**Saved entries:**

# # # #

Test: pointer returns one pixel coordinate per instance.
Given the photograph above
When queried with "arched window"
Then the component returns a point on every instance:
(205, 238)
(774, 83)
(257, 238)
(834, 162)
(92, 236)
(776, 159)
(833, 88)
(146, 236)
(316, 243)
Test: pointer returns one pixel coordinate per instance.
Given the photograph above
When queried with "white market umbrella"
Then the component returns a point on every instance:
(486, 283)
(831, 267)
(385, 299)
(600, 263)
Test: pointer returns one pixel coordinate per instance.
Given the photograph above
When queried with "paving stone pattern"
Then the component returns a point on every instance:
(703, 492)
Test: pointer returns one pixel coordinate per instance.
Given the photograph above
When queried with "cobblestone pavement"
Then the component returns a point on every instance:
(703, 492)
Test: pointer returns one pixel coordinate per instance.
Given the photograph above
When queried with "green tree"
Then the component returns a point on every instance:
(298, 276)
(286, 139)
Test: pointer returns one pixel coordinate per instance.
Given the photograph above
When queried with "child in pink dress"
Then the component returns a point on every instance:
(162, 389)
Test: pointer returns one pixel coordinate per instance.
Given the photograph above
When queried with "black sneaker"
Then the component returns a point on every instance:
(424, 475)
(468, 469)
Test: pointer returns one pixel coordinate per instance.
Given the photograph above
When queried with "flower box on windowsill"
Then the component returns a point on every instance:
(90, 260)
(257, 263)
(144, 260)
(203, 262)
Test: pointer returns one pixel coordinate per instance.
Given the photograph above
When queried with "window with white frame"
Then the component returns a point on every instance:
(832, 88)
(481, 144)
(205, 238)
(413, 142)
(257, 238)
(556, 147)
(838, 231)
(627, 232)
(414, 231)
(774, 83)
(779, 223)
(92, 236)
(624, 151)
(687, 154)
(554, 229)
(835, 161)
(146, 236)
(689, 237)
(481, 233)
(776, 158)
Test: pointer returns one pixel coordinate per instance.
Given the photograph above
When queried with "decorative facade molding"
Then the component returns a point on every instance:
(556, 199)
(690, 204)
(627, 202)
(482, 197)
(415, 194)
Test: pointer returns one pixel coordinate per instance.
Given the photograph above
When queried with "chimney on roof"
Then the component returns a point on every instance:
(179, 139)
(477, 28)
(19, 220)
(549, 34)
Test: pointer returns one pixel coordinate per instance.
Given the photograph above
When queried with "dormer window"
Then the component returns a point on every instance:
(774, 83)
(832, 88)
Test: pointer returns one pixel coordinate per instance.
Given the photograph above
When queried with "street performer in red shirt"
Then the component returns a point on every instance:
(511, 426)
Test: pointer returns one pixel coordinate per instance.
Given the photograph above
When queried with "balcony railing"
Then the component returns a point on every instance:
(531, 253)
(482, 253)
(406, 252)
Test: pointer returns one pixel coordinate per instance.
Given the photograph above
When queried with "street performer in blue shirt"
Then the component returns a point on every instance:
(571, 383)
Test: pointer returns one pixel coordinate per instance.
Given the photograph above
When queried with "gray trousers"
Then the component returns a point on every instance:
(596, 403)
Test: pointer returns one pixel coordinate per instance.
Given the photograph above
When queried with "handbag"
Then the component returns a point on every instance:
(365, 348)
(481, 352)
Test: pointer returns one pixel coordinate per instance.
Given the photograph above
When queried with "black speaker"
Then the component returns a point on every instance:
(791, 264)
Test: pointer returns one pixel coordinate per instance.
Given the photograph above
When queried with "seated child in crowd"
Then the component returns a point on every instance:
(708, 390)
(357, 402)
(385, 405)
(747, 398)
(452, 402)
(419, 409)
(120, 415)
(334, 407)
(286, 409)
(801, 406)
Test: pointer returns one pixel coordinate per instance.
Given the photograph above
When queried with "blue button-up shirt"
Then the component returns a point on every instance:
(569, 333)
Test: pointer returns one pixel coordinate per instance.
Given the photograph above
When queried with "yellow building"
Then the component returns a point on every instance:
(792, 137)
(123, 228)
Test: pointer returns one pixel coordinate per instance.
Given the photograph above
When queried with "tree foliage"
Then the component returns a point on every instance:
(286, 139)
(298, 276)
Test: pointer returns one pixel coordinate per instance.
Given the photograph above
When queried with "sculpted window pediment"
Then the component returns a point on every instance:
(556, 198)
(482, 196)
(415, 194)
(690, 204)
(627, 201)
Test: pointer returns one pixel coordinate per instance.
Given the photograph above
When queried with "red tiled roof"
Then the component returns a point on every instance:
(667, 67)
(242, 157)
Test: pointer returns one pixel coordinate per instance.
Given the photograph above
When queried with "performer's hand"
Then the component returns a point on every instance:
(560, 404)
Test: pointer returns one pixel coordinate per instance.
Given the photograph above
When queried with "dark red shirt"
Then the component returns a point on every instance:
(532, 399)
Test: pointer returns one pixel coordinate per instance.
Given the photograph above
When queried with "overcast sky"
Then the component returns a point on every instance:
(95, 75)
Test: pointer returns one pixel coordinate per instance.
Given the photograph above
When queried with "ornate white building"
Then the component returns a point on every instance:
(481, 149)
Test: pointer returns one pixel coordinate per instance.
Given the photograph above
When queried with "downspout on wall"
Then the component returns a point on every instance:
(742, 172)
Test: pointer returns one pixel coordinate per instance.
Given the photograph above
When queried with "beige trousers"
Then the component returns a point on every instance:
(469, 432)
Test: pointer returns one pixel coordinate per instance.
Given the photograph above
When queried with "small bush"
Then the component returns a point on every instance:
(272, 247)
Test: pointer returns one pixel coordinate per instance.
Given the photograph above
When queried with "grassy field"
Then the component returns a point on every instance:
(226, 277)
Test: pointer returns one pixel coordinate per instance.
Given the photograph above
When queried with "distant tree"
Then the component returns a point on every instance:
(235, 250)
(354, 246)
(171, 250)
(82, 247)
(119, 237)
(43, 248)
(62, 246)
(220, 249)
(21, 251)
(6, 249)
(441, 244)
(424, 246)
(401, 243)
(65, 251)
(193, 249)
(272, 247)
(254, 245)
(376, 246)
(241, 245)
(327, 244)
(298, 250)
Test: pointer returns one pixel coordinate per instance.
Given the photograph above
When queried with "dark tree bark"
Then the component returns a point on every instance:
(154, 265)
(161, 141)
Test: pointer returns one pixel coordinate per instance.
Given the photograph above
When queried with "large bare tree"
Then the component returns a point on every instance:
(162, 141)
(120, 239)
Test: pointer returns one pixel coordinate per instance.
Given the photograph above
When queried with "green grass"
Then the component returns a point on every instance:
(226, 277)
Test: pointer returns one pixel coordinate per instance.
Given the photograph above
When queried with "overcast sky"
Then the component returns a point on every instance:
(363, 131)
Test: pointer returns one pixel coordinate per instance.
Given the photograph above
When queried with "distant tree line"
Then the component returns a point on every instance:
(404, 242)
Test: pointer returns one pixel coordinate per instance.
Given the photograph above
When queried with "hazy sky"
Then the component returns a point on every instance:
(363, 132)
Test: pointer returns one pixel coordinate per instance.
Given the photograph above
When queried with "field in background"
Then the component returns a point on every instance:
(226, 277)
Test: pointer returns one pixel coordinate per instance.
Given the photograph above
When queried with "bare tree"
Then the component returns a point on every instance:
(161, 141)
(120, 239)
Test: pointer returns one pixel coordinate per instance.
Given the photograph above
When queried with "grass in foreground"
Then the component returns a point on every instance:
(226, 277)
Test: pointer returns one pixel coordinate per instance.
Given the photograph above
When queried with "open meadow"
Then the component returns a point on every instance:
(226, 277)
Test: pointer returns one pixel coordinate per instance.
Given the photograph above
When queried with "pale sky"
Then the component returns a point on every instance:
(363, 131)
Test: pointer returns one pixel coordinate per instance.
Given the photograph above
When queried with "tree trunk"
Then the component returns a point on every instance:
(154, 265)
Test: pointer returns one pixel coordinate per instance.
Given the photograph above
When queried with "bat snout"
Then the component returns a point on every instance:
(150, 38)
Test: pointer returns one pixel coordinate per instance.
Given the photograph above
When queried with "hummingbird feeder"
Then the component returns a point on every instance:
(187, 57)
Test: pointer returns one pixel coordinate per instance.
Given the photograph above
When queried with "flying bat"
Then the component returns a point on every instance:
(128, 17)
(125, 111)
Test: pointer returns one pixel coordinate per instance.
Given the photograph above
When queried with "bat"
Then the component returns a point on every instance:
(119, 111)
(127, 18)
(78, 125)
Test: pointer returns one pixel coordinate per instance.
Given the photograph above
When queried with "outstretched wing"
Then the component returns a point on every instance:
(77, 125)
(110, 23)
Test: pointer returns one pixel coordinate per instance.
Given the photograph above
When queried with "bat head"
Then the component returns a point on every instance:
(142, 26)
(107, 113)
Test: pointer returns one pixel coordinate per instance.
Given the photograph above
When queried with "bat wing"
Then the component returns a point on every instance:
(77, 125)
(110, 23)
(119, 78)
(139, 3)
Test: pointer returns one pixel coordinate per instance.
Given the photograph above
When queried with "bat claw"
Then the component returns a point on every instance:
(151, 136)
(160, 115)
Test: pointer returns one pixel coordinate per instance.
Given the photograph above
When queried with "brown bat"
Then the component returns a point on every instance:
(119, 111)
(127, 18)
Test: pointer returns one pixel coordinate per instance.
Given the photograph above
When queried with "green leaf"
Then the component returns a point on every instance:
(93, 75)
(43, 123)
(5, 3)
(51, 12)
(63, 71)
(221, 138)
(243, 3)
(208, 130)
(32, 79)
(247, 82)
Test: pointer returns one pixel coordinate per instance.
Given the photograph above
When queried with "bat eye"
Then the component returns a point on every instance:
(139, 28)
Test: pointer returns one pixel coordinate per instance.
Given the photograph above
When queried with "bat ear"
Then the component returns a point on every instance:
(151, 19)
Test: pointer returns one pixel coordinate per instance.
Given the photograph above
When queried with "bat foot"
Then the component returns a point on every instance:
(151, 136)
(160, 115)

# # # #

**Work order:** Could you copy every line from the records that mentions the word "wing"?

**Result of the task:**
When queried with "outstretched wing"
When queried with "bat wing"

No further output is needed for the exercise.